= Beginning of Section =
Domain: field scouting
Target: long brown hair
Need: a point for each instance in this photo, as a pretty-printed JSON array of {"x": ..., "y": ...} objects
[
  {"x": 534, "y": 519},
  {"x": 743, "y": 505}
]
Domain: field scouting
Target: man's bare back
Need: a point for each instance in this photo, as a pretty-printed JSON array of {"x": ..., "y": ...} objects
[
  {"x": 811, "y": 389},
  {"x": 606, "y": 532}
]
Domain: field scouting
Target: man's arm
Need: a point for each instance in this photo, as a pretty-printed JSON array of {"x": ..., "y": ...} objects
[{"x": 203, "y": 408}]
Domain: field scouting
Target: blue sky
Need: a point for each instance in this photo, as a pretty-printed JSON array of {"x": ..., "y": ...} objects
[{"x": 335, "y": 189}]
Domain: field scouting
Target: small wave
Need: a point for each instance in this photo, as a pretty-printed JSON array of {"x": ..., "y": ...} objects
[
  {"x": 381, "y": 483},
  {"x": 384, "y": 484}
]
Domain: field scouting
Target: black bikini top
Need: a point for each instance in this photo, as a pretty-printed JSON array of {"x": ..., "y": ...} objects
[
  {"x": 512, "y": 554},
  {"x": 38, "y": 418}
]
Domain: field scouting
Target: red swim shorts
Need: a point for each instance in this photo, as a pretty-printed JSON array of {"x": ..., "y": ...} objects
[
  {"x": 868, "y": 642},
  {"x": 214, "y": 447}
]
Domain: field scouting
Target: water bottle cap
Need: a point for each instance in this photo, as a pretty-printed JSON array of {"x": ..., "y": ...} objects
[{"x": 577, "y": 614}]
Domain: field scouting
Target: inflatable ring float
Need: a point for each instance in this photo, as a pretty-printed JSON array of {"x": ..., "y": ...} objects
= End of Section =
> [WHAT THE TASK ASKS] In how many lines of the records does the string "Target" occur? Answer with the number alone.

> [RESULT FOR THIS TASK] 9